What you need to do: When you answer, give every record back exactly as written.
-- Available records follows --
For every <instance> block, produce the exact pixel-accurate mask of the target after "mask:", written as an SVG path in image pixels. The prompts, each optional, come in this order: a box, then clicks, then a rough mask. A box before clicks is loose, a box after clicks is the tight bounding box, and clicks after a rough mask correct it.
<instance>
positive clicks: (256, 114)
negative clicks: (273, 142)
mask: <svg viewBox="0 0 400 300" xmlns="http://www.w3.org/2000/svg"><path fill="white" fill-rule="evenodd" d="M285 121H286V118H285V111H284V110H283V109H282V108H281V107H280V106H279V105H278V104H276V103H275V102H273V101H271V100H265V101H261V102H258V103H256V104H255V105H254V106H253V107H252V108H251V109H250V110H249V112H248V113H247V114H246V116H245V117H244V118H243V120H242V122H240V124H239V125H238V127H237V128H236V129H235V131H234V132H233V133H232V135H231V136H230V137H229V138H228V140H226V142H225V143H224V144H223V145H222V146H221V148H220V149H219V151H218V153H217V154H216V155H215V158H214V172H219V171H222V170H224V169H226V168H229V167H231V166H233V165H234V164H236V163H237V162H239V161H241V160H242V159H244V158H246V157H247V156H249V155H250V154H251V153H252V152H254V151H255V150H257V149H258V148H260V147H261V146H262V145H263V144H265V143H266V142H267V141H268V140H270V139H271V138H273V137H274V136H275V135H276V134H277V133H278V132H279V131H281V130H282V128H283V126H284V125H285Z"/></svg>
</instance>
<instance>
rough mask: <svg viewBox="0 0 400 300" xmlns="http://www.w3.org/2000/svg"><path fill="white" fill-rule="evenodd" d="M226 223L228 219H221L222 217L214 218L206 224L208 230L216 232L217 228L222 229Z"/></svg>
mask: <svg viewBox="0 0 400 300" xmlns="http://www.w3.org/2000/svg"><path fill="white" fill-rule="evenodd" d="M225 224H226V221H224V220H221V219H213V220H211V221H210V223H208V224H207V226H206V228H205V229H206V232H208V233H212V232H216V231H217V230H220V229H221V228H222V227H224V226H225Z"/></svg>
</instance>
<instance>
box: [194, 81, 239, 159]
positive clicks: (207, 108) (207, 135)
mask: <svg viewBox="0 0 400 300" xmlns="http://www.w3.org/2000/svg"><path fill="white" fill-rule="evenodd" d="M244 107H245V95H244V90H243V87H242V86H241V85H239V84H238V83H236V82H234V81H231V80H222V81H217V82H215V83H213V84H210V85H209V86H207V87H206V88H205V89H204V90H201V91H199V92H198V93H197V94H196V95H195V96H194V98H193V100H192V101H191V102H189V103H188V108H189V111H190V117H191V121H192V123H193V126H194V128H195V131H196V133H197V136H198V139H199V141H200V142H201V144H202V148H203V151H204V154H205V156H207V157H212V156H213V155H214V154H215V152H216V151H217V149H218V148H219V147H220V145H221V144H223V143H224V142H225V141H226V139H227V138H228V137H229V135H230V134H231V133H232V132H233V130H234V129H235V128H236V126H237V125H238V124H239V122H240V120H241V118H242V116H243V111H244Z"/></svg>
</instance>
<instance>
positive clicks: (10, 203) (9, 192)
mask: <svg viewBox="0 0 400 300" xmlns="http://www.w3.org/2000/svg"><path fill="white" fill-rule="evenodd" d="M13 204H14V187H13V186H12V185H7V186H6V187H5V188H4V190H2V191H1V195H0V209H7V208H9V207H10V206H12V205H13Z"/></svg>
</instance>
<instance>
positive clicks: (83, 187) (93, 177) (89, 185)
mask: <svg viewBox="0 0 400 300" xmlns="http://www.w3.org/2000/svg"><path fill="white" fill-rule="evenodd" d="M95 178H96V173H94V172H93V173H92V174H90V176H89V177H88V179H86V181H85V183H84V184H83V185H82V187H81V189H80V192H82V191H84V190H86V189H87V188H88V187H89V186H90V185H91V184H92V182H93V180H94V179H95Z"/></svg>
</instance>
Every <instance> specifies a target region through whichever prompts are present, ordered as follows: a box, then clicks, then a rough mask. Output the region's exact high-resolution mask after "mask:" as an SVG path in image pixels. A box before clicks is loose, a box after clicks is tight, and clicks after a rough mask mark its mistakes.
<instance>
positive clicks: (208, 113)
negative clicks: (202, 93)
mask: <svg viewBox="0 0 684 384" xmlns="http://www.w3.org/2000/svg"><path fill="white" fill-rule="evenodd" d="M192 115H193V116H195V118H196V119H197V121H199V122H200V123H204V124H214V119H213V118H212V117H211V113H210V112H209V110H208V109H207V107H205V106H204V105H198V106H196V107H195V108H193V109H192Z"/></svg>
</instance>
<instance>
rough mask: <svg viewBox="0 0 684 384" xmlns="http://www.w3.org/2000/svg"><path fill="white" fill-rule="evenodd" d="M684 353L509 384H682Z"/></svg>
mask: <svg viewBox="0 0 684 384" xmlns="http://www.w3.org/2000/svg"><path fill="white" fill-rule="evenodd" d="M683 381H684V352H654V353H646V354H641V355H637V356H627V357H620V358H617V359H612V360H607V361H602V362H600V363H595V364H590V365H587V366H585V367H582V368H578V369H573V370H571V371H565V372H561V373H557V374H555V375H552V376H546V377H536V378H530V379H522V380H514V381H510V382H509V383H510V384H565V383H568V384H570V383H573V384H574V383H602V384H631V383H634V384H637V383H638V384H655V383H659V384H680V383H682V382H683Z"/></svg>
-- Available records concluded --
Written solution:
For every <instance> block, produce the exact pixel-accurate mask of the target after "mask:", written as an SVG path in image pixels. The prompts, each optional, come in this order: a box, then clicks, then a rough mask. A box before clicks is loose, a box after clicks is the tight bounding box, and clicks after a rough mask correct it.
<instance>
positive clicks: (256, 114)
negative clicks: (273, 142)
mask: <svg viewBox="0 0 400 300" xmlns="http://www.w3.org/2000/svg"><path fill="white" fill-rule="evenodd" d="M285 121H286V118H285V111H284V110H283V109H282V108H281V107H280V106H279V105H278V104H276V103H275V102H273V101H271V100H265V101H261V102H258V103H256V104H255V105H254V106H253V107H252V108H251V109H250V110H249V112H248V113H247V114H246V116H245V117H244V118H243V120H242V122H240V124H239V125H238V127H237V128H236V129H235V131H234V132H233V133H232V135H231V136H230V137H229V138H228V140H226V142H225V143H224V144H223V145H222V146H221V148H220V149H219V151H218V153H217V154H216V155H215V158H214V172H219V171H222V170H224V169H226V168H229V167H231V166H233V165H234V164H236V163H237V162H239V161H241V160H242V159H244V158H246V157H247V156H249V155H250V154H251V153H252V152H254V151H255V150H257V149H258V148H260V147H261V146H262V145H263V144H265V143H266V142H267V141H268V140H270V139H271V138H273V137H274V136H275V135H276V134H277V133H278V132H279V131H281V130H282V128H283V126H284V125H285Z"/></svg>
</instance>
<instance>
rough mask: <svg viewBox="0 0 400 300" xmlns="http://www.w3.org/2000/svg"><path fill="white" fill-rule="evenodd" d="M226 223L228 219H221L222 217L214 218L206 224L208 230L216 232L217 228L222 229Z"/></svg>
mask: <svg viewBox="0 0 400 300" xmlns="http://www.w3.org/2000/svg"><path fill="white" fill-rule="evenodd" d="M225 224H226V221H224V220H221V219H213V220H211V221H210V223H208V224H207V226H206V228H205V229H206V232H208V233H212V232H216V231H217V230H220V229H221V228H222V227H224V226H225Z"/></svg>
</instance>
<instance>
box: [194, 81, 239, 159]
positive clicks: (207, 108) (207, 135)
mask: <svg viewBox="0 0 400 300" xmlns="http://www.w3.org/2000/svg"><path fill="white" fill-rule="evenodd" d="M244 107H245V95H244V90H243V87H242V86H241V85H239V84H238V83H236V82H234V81H231V80H222V81H217V82H215V83H213V84H210V85H209V86H207V87H206V88H205V89H204V90H201V91H199V92H198V93H197V94H196V95H195V96H194V98H193V100H192V101H191V102H189V103H188V108H189V111H190V117H191V121H192V123H193V126H194V128H195V131H196V133H197V136H198V139H199V141H200V142H201V144H202V148H203V151H204V154H205V156H207V157H212V156H213V155H214V154H215V152H216V151H217V149H218V148H219V147H220V145H221V144H223V143H224V142H225V141H226V139H227V138H228V137H229V135H230V134H231V133H232V132H233V130H234V129H235V128H236V126H237V125H238V124H239V122H240V120H241V118H242V116H243V111H244Z"/></svg>
</instance>
<instance>
positive clicks: (10, 203) (9, 192)
mask: <svg viewBox="0 0 400 300" xmlns="http://www.w3.org/2000/svg"><path fill="white" fill-rule="evenodd" d="M13 204H14V187H13V186H12V185H7V186H6V187H5V188H4V190H2V191H1V195H0V209H7V208H9V207H10V206H12V205H13Z"/></svg>
</instance>
<instance>
positive clicks: (83, 187) (93, 177) (89, 185)
mask: <svg viewBox="0 0 400 300" xmlns="http://www.w3.org/2000/svg"><path fill="white" fill-rule="evenodd" d="M95 178H96V173H94V172H93V173H92V174H90V176H89V177H88V179H86V181H85V183H84V184H83V185H82V187H81V189H80V192H82V191H84V190H86V189H87V188H88V187H89V186H90V185H91V184H92V182H93V180H94V179H95Z"/></svg>
</instance>
Every <instance> specifies a target region through whichever prompts are present, ordered as follows: a box, then clicks, then a rough mask. Output the region's exact high-resolution mask after "mask:" as an SVG path in image pixels. A box before clicks is loose, a box after clicks is tight, and clicks after a rough mask mark its mistakes.
<instance>
positive clicks: (208, 113)
negative clicks: (202, 93)
mask: <svg viewBox="0 0 684 384" xmlns="http://www.w3.org/2000/svg"><path fill="white" fill-rule="evenodd" d="M192 115H193V116H195V118H196V119H197V121H199V122H200V123H204V124H214V119H213V118H212V117H211V113H210V112H209V110H208V109H207V107H205V106H204V105H198V106H196V107H195V108H193V109H192Z"/></svg>
</instance>
<instance>
rough mask: <svg viewBox="0 0 684 384" xmlns="http://www.w3.org/2000/svg"><path fill="white" fill-rule="evenodd" d="M684 353L509 384H682Z"/></svg>
mask: <svg viewBox="0 0 684 384" xmlns="http://www.w3.org/2000/svg"><path fill="white" fill-rule="evenodd" d="M683 381H684V352H654V353H646V354H641V355H637V356H627V357H620V358H617V359H612V360H607V361H602V362H600V363H595V364H590V365H587V366H585V367H582V368H578V369H573V370H571V371H565V372H561V373H557V374H555V375H552V376H546V377H536V378H530V379H522V380H514V381H510V382H509V383H510V384H565V383H568V384H570V383H573V384H574V383H602V384H631V383H634V384H637V383H638V384H655V383H659V384H680V383H682V382H683Z"/></svg>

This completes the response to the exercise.